Written task: In the entries below, start at the line containing "Target: building" and go on through the final line of the entries, both ends included. Express that span as a numbered list with blank lines omitted.

Task input:

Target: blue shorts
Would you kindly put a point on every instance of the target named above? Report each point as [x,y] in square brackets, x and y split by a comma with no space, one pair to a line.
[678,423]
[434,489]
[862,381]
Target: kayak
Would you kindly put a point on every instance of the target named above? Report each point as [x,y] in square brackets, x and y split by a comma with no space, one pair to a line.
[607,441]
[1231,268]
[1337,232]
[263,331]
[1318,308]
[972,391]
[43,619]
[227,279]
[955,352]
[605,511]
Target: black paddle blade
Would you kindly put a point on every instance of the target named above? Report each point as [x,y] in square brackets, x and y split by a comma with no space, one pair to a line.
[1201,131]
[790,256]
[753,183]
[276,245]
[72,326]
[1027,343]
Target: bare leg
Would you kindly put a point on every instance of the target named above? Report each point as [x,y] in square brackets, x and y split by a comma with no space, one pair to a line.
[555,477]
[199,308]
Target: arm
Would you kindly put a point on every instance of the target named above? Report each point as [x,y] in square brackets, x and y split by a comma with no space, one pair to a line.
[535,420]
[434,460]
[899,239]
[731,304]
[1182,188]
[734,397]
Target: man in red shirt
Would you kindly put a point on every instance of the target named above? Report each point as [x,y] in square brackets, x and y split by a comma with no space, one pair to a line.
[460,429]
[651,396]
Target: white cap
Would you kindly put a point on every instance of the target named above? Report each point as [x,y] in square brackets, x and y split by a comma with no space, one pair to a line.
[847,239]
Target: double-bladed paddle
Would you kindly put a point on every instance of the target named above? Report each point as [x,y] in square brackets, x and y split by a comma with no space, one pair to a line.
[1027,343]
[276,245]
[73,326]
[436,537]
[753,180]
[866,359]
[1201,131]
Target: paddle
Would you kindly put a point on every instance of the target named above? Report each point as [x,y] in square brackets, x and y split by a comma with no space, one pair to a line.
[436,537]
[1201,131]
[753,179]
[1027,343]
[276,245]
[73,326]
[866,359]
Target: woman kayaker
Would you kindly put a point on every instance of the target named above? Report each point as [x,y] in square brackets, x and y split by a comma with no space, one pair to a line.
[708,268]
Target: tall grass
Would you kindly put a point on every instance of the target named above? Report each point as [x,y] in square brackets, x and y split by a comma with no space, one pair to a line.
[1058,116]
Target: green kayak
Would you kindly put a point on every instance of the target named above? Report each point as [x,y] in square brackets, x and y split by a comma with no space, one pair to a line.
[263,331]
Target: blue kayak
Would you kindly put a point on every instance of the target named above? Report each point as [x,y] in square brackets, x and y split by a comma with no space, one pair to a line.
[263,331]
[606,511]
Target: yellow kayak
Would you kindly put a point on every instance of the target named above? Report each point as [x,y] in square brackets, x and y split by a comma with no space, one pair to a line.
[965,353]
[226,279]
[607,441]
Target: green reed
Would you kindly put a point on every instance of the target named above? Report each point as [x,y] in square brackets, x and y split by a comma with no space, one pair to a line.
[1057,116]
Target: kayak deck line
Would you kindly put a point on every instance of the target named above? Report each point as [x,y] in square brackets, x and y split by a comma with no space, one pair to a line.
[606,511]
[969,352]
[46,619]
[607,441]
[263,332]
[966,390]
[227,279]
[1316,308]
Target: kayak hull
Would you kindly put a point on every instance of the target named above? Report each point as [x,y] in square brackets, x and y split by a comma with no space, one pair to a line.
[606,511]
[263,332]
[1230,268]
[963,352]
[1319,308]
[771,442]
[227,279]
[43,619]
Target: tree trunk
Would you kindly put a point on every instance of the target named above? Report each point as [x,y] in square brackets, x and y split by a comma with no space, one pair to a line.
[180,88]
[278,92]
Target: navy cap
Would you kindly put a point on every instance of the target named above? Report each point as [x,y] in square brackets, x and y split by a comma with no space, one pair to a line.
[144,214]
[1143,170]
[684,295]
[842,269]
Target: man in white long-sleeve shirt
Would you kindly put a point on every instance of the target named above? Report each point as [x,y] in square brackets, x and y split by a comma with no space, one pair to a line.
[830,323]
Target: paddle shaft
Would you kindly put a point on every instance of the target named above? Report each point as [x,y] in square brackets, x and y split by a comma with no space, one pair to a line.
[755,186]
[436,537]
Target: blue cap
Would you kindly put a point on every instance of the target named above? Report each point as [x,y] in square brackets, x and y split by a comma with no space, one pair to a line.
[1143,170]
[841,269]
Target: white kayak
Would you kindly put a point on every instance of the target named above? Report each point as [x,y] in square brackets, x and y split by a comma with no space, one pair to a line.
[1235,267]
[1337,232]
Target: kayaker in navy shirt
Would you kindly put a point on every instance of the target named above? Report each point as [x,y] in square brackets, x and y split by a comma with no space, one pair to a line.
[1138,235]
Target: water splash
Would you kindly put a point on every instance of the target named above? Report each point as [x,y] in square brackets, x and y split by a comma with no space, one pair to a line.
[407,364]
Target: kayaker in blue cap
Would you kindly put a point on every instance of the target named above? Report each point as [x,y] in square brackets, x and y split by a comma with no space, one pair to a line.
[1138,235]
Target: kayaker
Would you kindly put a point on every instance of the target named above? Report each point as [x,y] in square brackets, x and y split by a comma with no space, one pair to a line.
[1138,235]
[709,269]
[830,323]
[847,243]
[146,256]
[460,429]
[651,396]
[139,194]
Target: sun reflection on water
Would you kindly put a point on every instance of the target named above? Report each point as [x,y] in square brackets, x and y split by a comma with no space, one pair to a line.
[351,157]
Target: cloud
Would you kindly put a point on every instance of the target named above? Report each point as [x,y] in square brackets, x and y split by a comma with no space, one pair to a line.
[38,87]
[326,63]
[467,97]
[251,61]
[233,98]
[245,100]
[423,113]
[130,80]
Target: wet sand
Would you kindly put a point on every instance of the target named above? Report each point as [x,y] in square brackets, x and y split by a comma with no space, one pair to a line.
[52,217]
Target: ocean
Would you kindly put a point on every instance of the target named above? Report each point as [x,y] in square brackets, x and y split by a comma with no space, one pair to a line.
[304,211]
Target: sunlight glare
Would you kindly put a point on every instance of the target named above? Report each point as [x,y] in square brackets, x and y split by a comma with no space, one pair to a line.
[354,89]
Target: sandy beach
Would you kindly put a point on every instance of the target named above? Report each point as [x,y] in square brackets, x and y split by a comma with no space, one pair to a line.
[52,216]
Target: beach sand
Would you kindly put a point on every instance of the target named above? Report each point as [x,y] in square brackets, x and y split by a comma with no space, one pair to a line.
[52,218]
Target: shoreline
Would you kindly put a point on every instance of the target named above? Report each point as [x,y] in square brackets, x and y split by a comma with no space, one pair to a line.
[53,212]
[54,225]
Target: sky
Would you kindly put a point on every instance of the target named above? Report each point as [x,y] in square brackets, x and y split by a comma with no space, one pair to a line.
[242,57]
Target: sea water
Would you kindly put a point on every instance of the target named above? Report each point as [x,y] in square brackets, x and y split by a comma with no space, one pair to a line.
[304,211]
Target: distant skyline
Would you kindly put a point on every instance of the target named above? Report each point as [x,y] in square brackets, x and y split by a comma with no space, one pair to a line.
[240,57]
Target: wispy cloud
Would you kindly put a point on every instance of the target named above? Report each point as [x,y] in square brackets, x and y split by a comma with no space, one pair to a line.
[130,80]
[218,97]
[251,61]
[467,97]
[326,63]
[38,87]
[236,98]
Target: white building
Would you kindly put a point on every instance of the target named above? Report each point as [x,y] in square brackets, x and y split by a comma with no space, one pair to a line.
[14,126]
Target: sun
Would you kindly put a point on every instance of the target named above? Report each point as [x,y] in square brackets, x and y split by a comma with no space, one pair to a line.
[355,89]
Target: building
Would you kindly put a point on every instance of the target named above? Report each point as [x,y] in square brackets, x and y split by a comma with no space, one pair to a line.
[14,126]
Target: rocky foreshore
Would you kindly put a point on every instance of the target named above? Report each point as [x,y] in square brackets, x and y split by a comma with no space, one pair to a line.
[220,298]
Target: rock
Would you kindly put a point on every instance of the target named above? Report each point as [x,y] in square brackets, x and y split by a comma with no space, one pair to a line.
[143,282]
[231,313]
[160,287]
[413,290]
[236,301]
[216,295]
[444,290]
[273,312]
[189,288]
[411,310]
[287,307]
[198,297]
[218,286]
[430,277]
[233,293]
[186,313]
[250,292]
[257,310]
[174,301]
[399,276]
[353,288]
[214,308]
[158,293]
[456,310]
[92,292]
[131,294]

Written solution:
1. Target: building
2. Would you kindly put a point on every instance of the target named above? Report each point as [x,y] in square brackets, x and y split by a comma with no space, one pair to a line.
3. [14,126]
4. Target: rocky foreshore
5. Would you kindly put a point on every instance of the target named above? Report each point as [x,y] in square brackets, x and y split by a comma with no space, one pair to a line.
6. [220,298]
7. Target: rock
8. Would you kindly put a point on every instance of the target named above? Report each point as [x,y] in square brackets, x and y split by a comma with no space, one pair to a line.
9. [143,282]
10. [231,313]
11. [160,287]
12. [413,290]
13. [236,301]
14. [216,295]
15. [444,290]
16. [273,312]
17. [189,288]
18. [411,310]
19. [287,307]
20. [198,297]
21. [218,286]
22. [430,277]
23. [233,293]
24. [186,313]
25. [250,292]
26. [257,310]
27. [174,301]
28. [399,276]
29. [353,288]
30. [214,308]
31. [158,293]
32. [456,310]
33. [92,292]
34. [131,294]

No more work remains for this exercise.